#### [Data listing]
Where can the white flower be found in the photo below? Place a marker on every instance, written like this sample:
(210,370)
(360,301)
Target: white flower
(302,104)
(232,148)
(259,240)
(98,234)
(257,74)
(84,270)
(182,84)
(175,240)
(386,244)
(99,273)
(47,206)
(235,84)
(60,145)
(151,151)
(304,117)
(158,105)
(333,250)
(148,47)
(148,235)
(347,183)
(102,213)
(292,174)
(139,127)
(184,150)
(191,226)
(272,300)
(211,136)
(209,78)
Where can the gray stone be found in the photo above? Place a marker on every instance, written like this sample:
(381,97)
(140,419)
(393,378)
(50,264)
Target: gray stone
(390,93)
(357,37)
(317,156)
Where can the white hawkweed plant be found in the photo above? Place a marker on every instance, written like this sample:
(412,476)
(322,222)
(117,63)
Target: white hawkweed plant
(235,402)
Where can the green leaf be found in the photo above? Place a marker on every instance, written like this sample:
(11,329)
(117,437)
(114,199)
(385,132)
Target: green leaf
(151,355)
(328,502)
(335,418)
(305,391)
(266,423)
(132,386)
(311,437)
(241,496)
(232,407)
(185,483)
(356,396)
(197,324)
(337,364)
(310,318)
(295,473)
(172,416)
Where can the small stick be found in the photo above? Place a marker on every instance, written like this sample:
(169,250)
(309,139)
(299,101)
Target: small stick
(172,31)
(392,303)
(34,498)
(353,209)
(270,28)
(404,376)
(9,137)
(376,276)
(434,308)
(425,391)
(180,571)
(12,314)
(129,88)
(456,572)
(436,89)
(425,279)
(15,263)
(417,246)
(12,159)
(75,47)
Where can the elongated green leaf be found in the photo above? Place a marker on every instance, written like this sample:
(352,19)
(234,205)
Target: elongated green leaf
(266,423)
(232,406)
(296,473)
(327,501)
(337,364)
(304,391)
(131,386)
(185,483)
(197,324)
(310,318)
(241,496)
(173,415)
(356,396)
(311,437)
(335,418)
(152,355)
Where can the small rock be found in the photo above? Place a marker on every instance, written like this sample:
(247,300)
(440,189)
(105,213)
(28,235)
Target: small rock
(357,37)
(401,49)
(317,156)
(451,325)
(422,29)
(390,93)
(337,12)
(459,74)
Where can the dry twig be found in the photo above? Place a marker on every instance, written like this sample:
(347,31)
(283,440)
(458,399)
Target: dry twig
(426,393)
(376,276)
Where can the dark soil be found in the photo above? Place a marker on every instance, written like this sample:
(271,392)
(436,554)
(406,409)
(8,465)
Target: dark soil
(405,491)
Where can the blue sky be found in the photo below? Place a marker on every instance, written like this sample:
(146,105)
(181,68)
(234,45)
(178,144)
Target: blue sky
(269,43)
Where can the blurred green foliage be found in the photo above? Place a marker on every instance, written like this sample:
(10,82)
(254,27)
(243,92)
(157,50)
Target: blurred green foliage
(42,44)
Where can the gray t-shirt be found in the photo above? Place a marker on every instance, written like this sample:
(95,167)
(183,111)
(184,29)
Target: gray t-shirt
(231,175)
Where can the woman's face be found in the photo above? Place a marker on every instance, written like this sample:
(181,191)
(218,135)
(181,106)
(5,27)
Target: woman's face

#### [Task]
Could you write out the rows above again, replacing every "Place a marker on every instance" with "Put a point on each occurrence" and leaving everything else unchanged?

#### [Solution]
Where can the white flower be found in the photo below? Put a point on each occurrence, written like this sample:
(210,370)
(360,301)
Target: white flower
(302,104)
(232,148)
(259,240)
(98,234)
(257,74)
(84,270)
(182,84)
(175,240)
(386,244)
(99,273)
(47,206)
(235,84)
(60,145)
(151,151)
(304,117)
(158,105)
(333,250)
(148,47)
(148,235)
(347,183)
(102,213)
(292,174)
(139,127)
(184,150)
(191,226)
(272,300)
(211,136)
(209,78)
Where can the gray stone be found in the photo above? Put a point on each occurrence, written like this sample:
(381,97)
(140,419)
(393,378)
(50,264)
Target: gray stone
(390,93)
(357,37)
(317,156)
Where can the white hawkweed plant be found in the photo above? Put a point on each occurrence, written like this sample:
(412,476)
(322,222)
(117,63)
Target: white hawkweed plant
(235,402)
Where can the green leaf be found in the photo above? Put a point on each occurrence, written like this sample:
(11,329)
(117,437)
(114,199)
(385,132)
Target: green leaf
(151,355)
(328,502)
(335,418)
(305,391)
(266,423)
(132,386)
(311,437)
(241,496)
(232,407)
(185,483)
(356,396)
(197,324)
(337,364)
(310,318)
(295,473)
(172,416)
Where can the small stick be found in the photo above? Put a point on each occurrence, written like this sample:
(169,250)
(309,139)
(299,101)
Target: small stick
(172,31)
(392,303)
(34,498)
(353,209)
(270,28)
(404,376)
(9,137)
(376,276)
(434,308)
(425,391)
(180,571)
(12,314)
(129,88)
(456,572)
(436,89)
(425,279)
(15,263)
(417,246)
(12,159)
(75,47)
Where can the elongated green leaf be found in the photo above? Put a point on each occurrence, written like this sample:
(352,19)
(234,205)
Target: elongated green leaf
(266,423)
(232,406)
(296,473)
(327,501)
(337,364)
(304,391)
(131,386)
(185,483)
(197,324)
(310,318)
(241,496)
(173,415)
(356,396)
(311,437)
(335,418)
(152,355)
Where can the small rock be found in the photo above? Put a point on each occurrence, written like this sample:
(247,300)
(440,189)
(105,213)
(28,235)
Target: small rock
(357,37)
(401,49)
(317,156)
(451,325)
(422,29)
(390,93)
(337,12)
(459,74)
Where can the dry twig be found in the photo above? Put a point on each occurrence, written like this sample:
(347,31)
(283,440)
(458,399)
Target: dry twig
(426,393)
(376,276)
Where can the dark soil be found in the photo above? Put a point on each occurrence, written like this sample:
(271,392)
(436,554)
(406,409)
(8,465)
Target: dark soil
(405,491)
Where can the blue sky be found in the photo below? Put a point on each occurrence, written like this sample:
(146,105)
(181,68)
(234,45)
(178,144)
Target: blue sky
(269,43)
Where can the blurred green foliage be found in the photo above? Put a point on each occurrence, written like this sample:
(10,82)
(254,27)
(243,92)
(157,50)
Target: blurred green foliage
(42,44)
Where can the gray t-shirt be found in the photo above? Put a point on each occurrence, written like this sample:
(95,167)
(183,111)
(184,29)
Target: gray t-shirt
(231,175)
Where can the woman's face be found in the photo above? Put a point on each occurrence, written like this sample:
(181,191)
(218,135)
(181,106)
(5,27)
Target: woman's face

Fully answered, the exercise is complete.